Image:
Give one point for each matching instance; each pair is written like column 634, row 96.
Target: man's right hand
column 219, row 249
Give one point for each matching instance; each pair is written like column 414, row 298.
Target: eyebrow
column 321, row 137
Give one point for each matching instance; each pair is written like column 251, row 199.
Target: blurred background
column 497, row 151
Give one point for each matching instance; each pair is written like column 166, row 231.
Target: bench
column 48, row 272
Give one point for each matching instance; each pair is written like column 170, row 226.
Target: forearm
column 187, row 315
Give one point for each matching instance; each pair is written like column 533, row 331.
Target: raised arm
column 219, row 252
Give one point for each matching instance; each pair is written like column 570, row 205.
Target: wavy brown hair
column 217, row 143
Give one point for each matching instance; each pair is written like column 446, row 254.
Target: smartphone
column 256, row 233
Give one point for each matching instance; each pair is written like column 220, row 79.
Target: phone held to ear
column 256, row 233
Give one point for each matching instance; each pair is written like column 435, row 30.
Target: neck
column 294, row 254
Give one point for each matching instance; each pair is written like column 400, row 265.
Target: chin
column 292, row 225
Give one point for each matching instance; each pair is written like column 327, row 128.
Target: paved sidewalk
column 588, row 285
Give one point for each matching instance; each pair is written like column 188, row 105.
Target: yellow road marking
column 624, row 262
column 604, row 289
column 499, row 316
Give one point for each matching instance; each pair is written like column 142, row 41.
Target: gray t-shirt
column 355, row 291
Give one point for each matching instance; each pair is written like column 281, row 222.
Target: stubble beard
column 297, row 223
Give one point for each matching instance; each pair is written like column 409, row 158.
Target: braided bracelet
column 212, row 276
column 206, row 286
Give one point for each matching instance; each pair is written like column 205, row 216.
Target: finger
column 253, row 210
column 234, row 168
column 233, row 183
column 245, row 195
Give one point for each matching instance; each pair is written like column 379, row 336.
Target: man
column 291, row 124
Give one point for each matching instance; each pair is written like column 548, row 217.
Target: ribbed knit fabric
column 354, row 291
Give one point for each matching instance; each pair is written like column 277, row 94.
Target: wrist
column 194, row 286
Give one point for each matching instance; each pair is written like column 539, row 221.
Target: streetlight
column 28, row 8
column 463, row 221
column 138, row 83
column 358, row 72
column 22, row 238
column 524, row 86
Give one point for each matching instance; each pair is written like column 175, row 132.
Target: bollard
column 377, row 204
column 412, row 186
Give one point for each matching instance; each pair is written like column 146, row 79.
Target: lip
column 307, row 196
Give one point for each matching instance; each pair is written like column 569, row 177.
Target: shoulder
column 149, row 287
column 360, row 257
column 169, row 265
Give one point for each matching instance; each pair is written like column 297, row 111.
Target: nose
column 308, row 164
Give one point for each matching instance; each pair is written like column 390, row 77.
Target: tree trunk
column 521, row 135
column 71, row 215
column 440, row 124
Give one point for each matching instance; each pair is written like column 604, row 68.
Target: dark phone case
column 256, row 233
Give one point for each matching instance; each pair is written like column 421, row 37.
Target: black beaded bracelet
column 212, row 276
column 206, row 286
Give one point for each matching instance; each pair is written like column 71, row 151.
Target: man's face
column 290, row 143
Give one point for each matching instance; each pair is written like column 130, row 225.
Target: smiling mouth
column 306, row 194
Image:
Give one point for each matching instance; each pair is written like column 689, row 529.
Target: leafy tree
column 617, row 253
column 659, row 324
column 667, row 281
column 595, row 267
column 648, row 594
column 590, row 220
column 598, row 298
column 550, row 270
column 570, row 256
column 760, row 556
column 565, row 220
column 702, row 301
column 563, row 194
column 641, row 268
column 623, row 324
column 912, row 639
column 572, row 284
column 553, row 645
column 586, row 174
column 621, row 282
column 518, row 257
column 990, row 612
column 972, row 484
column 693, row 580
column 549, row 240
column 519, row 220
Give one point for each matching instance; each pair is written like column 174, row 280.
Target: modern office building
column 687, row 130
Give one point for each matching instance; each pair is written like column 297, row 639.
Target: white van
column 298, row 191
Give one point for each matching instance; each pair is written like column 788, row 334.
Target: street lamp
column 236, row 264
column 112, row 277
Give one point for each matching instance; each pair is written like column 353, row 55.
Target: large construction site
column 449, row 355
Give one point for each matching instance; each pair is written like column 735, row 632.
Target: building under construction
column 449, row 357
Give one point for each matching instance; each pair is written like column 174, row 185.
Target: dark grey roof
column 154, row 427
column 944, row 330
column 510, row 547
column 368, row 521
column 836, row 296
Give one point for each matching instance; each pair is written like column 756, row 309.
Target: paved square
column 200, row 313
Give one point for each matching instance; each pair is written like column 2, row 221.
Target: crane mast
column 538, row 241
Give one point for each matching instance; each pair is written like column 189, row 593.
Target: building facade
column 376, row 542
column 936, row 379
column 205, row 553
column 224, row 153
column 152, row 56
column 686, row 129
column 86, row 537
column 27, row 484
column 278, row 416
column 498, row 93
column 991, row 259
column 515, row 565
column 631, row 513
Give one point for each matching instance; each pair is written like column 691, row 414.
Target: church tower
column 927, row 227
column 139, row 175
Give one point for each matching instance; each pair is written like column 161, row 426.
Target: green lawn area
- - - - - - -
■ **What to work on**
What are the lines, exactly as written above, from the line with "Target: paved sidewalk" to the line with "175, row 132.", both included? Output only those.

■ **Answer section**
Target: paved sidewalk
column 588, row 285
Give one point for each matching instance; each pair is written like column 188, row 105.
Target: yellow road marking
column 624, row 262
column 604, row 289
column 499, row 316
Give one point for each matching instance; each pair is written like column 142, row 41.
Target: gray t-shirt
column 355, row 291
Give one point for each matching instance; each pair is written like column 281, row 222.
Target: stubble beard
column 297, row 223
Give one point for each matching instance; each pair is written like column 409, row 158.
Target: braided bracelet
column 212, row 276
column 206, row 286
Give one point for each matching instance; each pair is written like column 205, row 216.
Target: finger
column 253, row 210
column 234, row 168
column 233, row 183
column 245, row 195
Give one point for each matching instance; each pair is written like column 379, row 336.
Target: man
column 291, row 124
Give one point for each matching instance; each pair is written like column 548, row 217.
Target: ribbed knit fabric
column 354, row 291
Give one point for each matching instance; each pair is written like column 277, row 94.
Target: wrist
column 194, row 286
Give one point for each matching instance; each pair is written like column 539, row 221.
Target: streetlight
column 28, row 8
column 463, row 221
column 138, row 83
column 358, row 72
column 22, row 238
column 524, row 86
Give one point for each matching instance; each pair is written like column 175, row 132.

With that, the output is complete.